- **Set problem**: Swap "orange" for "yellow" in the entries below and write them out again, changing nothing else.
>>>
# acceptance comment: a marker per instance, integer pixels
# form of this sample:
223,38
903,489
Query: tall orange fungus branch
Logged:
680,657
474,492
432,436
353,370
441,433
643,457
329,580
<<<
- **Result of this task**:
# acceptance comment: a marker per instance, integer pixels
# form of this sample:
223,38
903,489
Query: tall yellow fungus branch
Logged:
680,657
474,492
432,436
353,370
441,433
643,457
329,580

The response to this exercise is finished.